What you have to do – Report all lines below with the word "truck".

Records supplied –
════════════════

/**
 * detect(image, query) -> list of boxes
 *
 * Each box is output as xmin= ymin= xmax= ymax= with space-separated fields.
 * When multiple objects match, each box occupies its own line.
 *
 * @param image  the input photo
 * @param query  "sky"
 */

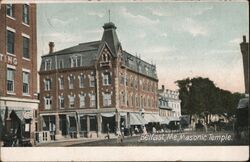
xmin=37 ymin=1 xmax=249 ymax=93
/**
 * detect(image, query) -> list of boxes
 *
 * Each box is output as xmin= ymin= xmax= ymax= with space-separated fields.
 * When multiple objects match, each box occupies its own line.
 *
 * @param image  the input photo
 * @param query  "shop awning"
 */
xmin=168 ymin=116 xmax=180 ymax=121
xmin=130 ymin=113 xmax=147 ymax=125
xmin=144 ymin=113 xmax=163 ymax=123
xmin=160 ymin=117 xmax=170 ymax=125
xmin=101 ymin=112 xmax=115 ymax=117
xmin=120 ymin=112 xmax=127 ymax=117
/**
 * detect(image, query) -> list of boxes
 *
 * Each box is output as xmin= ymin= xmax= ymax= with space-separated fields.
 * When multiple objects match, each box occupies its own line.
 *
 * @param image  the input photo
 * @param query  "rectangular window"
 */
xmin=59 ymin=96 xmax=64 ymax=109
xmin=90 ymin=94 xmax=96 ymax=107
xmin=23 ymin=37 xmax=29 ymax=58
xmin=7 ymin=30 xmax=15 ymax=54
xmin=103 ymin=72 xmax=111 ymax=85
xmin=45 ymin=59 xmax=51 ymax=70
xmin=69 ymin=76 xmax=74 ymax=89
xmin=59 ymin=59 xmax=64 ymax=69
xmin=22 ymin=72 xmax=29 ymax=94
xmin=23 ymin=4 xmax=29 ymax=24
xmin=6 ymin=4 xmax=14 ymax=17
xmin=79 ymin=95 xmax=85 ymax=108
xmin=45 ymin=97 xmax=52 ymax=110
xmin=103 ymin=93 xmax=111 ymax=106
xmin=7 ymin=68 xmax=15 ymax=93
xmin=89 ymin=75 xmax=95 ymax=87
xmin=70 ymin=56 xmax=81 ymax=68
xmin=45 ymin=79 xmax=51 ymax=91
xmin=79 ymin=75 xmax=84 ymax=88
xmin=59 ymin=77 xmax=64 ymax=90
xmin=69 ymin=96 xmax=75 ymax=108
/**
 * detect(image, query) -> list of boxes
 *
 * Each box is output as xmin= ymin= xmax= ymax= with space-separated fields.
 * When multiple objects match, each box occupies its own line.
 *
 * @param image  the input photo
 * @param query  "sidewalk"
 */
xmin=35 ymin=134 xmax=118 ymax=147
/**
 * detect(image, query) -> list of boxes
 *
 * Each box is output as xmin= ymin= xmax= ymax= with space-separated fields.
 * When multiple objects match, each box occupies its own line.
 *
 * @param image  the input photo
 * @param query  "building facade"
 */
xmin=0 ymin=3 xmax=39 ymax=145
xmin=158 ymin=85 xmax=181 ymax=125
xmin=240 ymin=35 xmax=249 ymax=95
xmin=38 ymin=22 xmax=159 ymax=140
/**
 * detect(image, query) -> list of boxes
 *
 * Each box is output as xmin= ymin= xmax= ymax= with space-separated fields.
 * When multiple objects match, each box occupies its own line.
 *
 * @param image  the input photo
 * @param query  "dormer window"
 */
xmin=102 ymin=53 xmax=110 ymax=62
xmin=45 ymin=59 xmax=51 ymax=71
xmin=70 ymin=56 xmax=81 ymax=68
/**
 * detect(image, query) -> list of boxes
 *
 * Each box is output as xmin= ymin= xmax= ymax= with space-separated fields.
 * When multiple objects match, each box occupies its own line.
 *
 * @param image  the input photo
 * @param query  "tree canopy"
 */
xmin=175 ymin=77 xmax=244 ymax=117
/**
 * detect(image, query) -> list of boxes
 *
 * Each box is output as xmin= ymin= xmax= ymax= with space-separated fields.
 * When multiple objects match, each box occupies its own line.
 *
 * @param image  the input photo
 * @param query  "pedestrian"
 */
xmin=105 ymin=123 xmax=110 ymax=139
xmin=116 ymin=130 xmax=124 ymax=144
xmin=135 ymin=126 xmax=139 ymax=134
xmin=143 ymin=126 xmax=147 ymax=135
xmin=152 ymin=126 xmax=156 ymax=134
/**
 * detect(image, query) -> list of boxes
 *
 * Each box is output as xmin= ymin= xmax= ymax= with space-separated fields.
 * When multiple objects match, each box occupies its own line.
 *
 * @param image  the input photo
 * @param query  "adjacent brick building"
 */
xmin=0 ymin=3 xmax=39 ymax=145
xmin=38 ymin=22 xmax=160 ymax=139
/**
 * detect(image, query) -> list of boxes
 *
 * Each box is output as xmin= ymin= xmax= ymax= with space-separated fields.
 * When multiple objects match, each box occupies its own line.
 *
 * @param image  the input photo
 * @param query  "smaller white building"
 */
xmin=158 ymin=85 xmax=181 ymax=120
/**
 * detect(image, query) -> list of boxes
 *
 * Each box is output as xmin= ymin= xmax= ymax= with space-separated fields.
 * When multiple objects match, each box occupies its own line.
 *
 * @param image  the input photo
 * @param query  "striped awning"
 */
xmin=144 ymin=113 xmax=163 ymax=123
xmin=130 ymin=113 xmax=147 ymax=125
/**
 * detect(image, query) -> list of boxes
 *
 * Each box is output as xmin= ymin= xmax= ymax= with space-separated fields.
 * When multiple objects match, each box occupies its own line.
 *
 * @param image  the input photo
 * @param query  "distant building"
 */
xmin=0 ymin=3 xmax=39 ymax=145
xmin=38 ymin=22 xmax=159 ymax=140
xmin=157 ymin=85 xmax=181 ymax=125
xmin=240 ymin=35 xmax=249 ymax=94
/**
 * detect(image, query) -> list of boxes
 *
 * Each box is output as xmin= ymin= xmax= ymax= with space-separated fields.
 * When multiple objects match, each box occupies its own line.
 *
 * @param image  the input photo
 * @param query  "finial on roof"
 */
xmin=108 ymin=9 xmax=111 ymax=22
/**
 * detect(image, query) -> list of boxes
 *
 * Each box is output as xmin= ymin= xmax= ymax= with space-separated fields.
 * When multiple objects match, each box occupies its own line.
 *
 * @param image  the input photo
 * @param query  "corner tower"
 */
xmin=101 ymin=22 xmax=121 ymax=56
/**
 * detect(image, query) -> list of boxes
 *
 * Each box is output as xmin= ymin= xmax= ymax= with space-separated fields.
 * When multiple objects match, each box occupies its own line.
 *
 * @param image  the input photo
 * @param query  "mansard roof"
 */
xmin=123 ymin=51 xmax=158 ymax=79
xmin=40 ymin=22 xmax=158 ymax=80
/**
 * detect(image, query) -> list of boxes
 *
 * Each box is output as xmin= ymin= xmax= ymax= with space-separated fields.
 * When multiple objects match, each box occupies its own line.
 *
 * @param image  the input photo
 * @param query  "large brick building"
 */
xmin=39 ymin=22 xmax=160 ymax=139
xmin=240 ymin=35 xmax=249 ymax=94
xmin=0 ymin=3 xmax=39 ymax=145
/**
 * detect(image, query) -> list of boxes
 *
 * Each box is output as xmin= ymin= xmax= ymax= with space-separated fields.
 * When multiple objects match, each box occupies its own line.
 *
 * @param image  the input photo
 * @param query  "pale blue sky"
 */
xmin=37 ymin=2 xmax=249 ymax=93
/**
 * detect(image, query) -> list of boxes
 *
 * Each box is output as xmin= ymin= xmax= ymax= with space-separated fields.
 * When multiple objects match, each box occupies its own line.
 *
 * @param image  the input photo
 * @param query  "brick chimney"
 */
xmin=243 ymin=35 xmax=246 ymax=43
xmin=49 ymin=42 xmax=54 ymax=54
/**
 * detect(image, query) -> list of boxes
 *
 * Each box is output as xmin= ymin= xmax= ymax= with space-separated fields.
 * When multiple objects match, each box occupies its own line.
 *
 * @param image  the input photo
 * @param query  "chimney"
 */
xmin=243 ymin=35 xmax=246 ymax=43
xmin=49 ymin=42 xmax=54 ymax=54
xmin=162 ymin=85 xmax=165 ymax=90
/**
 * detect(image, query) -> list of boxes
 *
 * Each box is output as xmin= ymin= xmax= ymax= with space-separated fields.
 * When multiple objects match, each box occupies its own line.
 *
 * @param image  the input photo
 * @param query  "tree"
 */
xmin=175 ymin=77 xmax=244 ymax=124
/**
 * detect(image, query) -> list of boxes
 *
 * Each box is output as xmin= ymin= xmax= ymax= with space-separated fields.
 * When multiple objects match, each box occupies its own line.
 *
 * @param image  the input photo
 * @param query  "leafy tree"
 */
xmin=175 ymin=77 xmax=244 ymax=123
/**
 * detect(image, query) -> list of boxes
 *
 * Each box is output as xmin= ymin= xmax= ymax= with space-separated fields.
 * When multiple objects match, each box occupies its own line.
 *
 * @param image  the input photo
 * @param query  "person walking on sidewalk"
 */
xmin=105 ymin=124 xmax=110 ymax=139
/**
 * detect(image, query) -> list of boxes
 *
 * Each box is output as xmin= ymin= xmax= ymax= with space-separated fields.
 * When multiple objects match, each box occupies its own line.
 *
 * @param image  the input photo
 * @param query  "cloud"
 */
xmin=119 ymin=7 xmax=159 ymax=25
xmin=87 ymin=11 xmax=104 ymax=18
xmin=193 ymin=6 xmax=213 ymax=16
xmin=161 ymin=33 xmax=167 ymax=37
xmin=136 ymin=32 xmax=146 ymax=39
xmin=179 ymin=18 xmax=208 ymax=37
xmin=148 ymin=8 xmax=170 ymax=17
xmin=49 ymin=17 xmax=79 ymax=27
xmin=229 ymin=38 xmax=242 ymax=45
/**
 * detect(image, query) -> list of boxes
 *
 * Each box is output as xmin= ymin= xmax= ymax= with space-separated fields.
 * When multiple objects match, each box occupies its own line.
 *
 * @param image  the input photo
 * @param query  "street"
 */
xmin=66 ymin=130 xmax=248 ymax=147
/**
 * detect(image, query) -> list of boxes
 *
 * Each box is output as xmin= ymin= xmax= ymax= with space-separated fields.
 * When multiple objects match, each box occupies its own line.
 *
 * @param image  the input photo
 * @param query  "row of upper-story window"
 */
xmin=6 ymin=67 xmax=30 ymax=95
xmin=43 ymin=72 xmax=112 ymax=91
xmin=119 ymin=74 xmax=157 ymax=92
xmin=159 ymin=99 xmax=180 ymax=109
xmin=6 ymin=27 xmax=31 ymax=59
xmin=120 ymin=91 xmax=157 ymax=108
xmin=6 ymin=4 xmax=30 ymax=25
xmin=44 ymin=92 xmax=112 ymax=110
xmin=43 ymin=53 xmax=112 ymax=71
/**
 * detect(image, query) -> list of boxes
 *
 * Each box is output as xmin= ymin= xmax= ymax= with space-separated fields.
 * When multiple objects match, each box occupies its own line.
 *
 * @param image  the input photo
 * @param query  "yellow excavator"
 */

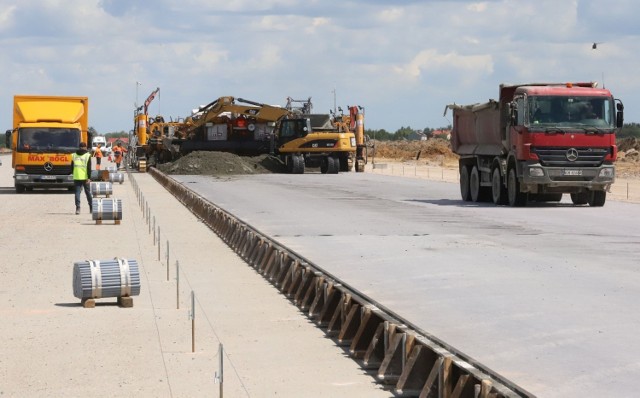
xmin=128 ymin=88 xmax=186 ymax=171
xmin=132 ymin=94 xmax=366 ymax=174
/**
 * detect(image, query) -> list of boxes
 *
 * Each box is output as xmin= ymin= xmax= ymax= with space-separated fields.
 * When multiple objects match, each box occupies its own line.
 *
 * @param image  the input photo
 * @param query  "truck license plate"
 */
xmin=41 ymin=175 xmax=57 ymax=180
xmin=563 ymin=169 xmax=582 ymax=176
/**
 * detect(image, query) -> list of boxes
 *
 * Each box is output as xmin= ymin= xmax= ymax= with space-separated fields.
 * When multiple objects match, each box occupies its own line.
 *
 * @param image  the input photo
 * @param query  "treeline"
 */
xmin=365 ymin=126 xmax=452 ymax=141
xmin=619 ymin=123 xmax=640 ymax=138
xmin=367 ymin=123 xmax=640 ymax=140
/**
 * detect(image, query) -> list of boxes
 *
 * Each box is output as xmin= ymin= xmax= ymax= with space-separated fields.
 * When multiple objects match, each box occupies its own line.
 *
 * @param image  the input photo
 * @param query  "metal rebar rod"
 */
xmin=191 ymin=290 xmax=195 ymax=353
xmin=219 ymin=343 xmax=224 ymax=398
xmin=176 ymin=260 xmax=180 ymax=310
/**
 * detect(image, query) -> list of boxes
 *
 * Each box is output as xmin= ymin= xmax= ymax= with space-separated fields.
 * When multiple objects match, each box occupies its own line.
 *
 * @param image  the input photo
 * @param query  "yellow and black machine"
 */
xmin=131 ymin=93 xmax=367 ymax=174
xmin=130 ymin=88 xmax=189 ymax=171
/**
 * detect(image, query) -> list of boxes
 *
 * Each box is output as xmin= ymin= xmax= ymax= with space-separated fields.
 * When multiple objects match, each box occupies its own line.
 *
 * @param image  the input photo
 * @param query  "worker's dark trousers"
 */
xmin=74 ymin=180 xmax=92 ymax=210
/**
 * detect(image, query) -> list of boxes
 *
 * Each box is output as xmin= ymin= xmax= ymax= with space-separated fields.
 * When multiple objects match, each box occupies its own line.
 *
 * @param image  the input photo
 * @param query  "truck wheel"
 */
xmin=355 ymin=159 xmax=365 ymax=172
xmin=339 ymin=155 xmax=352 ymax=172
xmin=328 ymin=157 xmax=339 ymax=174
xmin=570 ymin=192 xmax=589 ymax=205
xmin=507 ymin=168 xmax=527 ymax=207
xmin=292 ymin=155 xmax=305 ymax=174
xmin=15 ymin=183 xmax=25 ymax=193
xmin=320 ymin=157 xmax=329 ymax=174
xmin=470 ymin=166 xmax=481 ymax=202
xmin=491 ymin=168 xmax=508 ymax=205
xmin=588 ymin=191 xmax=606 ymax=207
xmin=459 ymin=165 xmax=471 ymax=201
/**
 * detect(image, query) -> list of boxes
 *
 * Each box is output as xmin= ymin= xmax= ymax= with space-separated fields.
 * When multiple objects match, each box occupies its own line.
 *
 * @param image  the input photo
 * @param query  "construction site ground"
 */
xmin=2 ymin=137 xmax=640 ymax=397
xmin=0 ymin=154 xmax=390 ymax=398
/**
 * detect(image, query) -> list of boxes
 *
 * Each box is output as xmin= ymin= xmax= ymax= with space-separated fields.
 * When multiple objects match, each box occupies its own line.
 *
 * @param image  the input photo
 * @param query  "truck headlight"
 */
xmin=599 ymin=168 xmax=614 ymax=178
xmin=529 ymin=167 xmax=544 ymax=177
xmin=16 ymin=175 xmax=29 ymax=180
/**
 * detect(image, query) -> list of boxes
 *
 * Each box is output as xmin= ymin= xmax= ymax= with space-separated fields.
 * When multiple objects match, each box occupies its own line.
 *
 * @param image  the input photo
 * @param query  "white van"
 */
xmin=91 ymin=136 xmax=110 ymax=155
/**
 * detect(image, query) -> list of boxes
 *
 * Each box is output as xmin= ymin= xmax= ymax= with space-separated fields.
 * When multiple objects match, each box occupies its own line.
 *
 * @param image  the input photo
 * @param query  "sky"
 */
xmin=1 ymin=0 xmax=639 ymax=134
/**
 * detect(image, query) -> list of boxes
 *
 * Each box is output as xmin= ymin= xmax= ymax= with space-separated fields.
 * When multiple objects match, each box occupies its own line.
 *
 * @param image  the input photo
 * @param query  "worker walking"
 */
xmin=112 ymin=141 xmax=126 ymax=170
xmin=93 ymin=143 xmax=103 ymax=170
xmin=71 ymin=142 xmax=92 ymax=215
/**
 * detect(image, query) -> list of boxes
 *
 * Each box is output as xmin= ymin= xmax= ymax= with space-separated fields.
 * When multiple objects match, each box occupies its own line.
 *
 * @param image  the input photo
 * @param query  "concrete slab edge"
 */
xmin=146 ymin=167 xmax=535 ymax=398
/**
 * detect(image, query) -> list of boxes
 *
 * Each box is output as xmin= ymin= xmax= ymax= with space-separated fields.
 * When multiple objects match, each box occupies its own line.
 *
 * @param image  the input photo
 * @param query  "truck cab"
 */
xmin=8 ymin=95 xmax=89 ymax=193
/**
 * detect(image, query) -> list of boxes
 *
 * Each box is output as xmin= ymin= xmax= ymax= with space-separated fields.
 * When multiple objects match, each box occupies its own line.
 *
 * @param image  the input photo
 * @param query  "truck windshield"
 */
xmin=18 ymin=128 xmax=80 ymax=153
xmin=528 ymin=96 xmax=614 ymax=129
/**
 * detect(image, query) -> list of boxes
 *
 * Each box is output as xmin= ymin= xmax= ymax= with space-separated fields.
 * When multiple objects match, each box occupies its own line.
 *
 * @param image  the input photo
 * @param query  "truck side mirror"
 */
xmin=509 ymin=102 xmax=518 ymax=125
xmin=616 ymin=100 xmax=624 ymax=128
xmin=5 ymin=130 xmax=11 ymax=148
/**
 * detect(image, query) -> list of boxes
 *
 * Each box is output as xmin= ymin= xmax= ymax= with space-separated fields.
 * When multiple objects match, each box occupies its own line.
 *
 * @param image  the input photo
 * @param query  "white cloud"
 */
xmin=377 ymin=7 xmax=404 ymax=23
xmin=0 ymin=0 xmax=639 ymax=133
xmin=394 ymin=49 xmax=494 ymax=82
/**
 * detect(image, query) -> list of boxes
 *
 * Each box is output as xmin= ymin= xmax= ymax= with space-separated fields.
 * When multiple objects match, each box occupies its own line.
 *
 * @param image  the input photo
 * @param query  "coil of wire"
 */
xmin=90 ymin=181 xmax=113 ymax=196
xmin=92 ymin=198 xmax=123 ymax=221
xmin=72 ymin=258 xmax=141 ymax=299
xmin=109 ymin=172 xmax=124 ymax=184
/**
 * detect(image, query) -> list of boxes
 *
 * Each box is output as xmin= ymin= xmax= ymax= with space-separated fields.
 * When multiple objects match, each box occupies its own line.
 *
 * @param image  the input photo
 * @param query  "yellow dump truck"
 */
xmin=5 ymin=95 xmax=89 ymax=193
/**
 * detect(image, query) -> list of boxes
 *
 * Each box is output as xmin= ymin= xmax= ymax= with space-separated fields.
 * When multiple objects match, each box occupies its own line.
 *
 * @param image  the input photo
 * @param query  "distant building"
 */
xmin=431 ymin=129 xmax=451 ymax=140
xmin=107 ymin=137 xmax=129 ymax=146
xmin=408 ymin=131 xmax=428 ymax=141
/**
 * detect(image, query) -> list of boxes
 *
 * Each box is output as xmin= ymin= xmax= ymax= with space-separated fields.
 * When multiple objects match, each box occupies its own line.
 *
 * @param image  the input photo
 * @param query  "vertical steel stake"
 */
xmin=158 ymin=226 xmax=161 ymax=261
xmin=191 ymin=290 xmax=195 ymax=353
xmin=218 ymin=343 xmax=224 ymax=398
xmin=153 ymin=216 xmax=156 ymax=245
xmin=176 ymin=261 xmax=180 ymax=310
xmin=166 ymin=240 xmax=170 ymax=281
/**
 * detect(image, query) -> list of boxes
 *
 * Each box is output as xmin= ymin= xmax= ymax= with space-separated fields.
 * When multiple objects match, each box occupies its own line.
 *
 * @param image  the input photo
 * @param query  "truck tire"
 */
xmin=507 ymin=167 xmax=527 ymax=207
xmin=320 ymin=157 xmax=329 ymax=174
xmin=588 ymin=191 xmax=606 ymax=207
xmin=355 ymin=159 xmax=365 ymax=173
xmin=15 ymin=183 xmax=25 ymax=193
xmin=570 ymin=192 xmax=589 ymax=205
xmin=470 ymin=166 xmax=481 ymax=202
xmin=459 ymin=165 xmax=471 ymax=201
xmin=291 ymin=155 xmax=305 ymax=174
xmin=491 ymin=167 xmax=508 ymax=205
xmin=328 ymin=157 xmax=339 ymax=174
xmin=339 ymin=155 xmax=352 ymax=172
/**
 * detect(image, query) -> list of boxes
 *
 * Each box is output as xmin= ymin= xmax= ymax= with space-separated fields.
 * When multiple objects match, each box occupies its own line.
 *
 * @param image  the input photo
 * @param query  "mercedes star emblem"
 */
xmin=566 ymin=148 xmax=579 ymax=162
xmin=44 ymin=162 xmax=54 ymax=172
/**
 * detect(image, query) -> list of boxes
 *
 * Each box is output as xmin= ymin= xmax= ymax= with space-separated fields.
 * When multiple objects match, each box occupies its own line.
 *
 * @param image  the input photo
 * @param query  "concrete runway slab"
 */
xmin=173 ymin=172 xmax=640 ymax=397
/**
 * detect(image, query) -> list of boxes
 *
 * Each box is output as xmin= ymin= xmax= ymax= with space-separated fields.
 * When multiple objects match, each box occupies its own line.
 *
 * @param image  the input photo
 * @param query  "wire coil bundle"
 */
xmin=109 ymin=172 xmax=124 ymax=184
xmin=90 ymin=181 xmax=113 ymax=197
xmin=92 ymin=198 xmax=123 ymax=221
xmin=72 ymin=258 xmax=141 ymax=299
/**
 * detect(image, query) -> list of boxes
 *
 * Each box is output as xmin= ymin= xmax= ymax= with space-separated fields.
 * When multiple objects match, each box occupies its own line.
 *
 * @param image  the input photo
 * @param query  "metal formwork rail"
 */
xmin=149 ymin=168 xmax=534 ymax=398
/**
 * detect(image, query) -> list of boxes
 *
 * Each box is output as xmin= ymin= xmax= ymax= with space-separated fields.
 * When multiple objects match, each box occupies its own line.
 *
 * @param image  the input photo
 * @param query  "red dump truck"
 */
xmin=445 ymin=82 xmax=623 ymax=206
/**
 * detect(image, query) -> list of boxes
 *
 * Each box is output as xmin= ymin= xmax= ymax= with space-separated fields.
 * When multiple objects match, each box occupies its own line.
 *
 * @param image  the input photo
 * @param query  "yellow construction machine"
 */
xmin=131 ymin=94 xmax=366 ymax=174
xmin=277 ymin=97 xmax=366 ymax=173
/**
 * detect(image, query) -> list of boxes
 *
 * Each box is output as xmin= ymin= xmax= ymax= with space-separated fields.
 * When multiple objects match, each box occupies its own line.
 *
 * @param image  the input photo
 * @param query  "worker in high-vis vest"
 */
xmin=71 ymin=142 xmax=93 ymax=215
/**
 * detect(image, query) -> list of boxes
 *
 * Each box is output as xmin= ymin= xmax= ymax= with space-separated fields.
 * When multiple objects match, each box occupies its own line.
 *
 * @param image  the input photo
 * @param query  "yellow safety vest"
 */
xmin=72 ymin=152 xmax=91 ymax=180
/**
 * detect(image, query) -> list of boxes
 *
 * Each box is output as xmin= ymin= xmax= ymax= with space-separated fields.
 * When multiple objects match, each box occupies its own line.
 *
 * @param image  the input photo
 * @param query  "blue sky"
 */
xmin=1 ymin=0 xmax=638 ymax=134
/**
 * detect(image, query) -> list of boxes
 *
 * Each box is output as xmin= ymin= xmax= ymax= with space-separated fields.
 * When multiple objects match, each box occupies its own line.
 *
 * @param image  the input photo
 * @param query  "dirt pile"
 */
xmin=372 ymin=139 xmax=455 ymax=162
xmin=618 ymin=137 xmax=640 ymax=164
xmin=156 ymin=151 xmax=286 ymax=175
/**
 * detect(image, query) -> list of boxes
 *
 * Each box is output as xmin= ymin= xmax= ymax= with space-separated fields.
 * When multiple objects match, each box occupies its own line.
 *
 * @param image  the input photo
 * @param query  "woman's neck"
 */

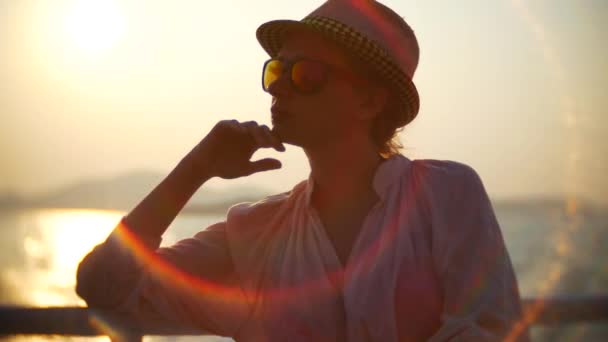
xmin=305 ymin=137 xmax=383 ymax=206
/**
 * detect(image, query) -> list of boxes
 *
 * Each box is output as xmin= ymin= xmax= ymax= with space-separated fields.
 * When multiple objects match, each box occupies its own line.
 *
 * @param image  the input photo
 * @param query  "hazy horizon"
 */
xmin=1 ymin=166 xmax=606 ymax=210
xmin=2 ymin=0 xmax=607 ymax=206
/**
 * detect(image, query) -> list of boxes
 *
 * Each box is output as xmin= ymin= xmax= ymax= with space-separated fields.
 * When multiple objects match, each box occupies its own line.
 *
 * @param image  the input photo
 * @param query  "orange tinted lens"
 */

════════════════

Expected output –
 * @param query  "truck license plate"
 * @param query  "truck wheel"
 * @param query  "truck headlight"
 * @param query  "truck cab"
 * @param query  "truck windshield"
 * @param query  "truck side mirror"
 * @param query  "yellow dump truck"
 * @param query  "truck tire"
 * @param query  "red dump truck"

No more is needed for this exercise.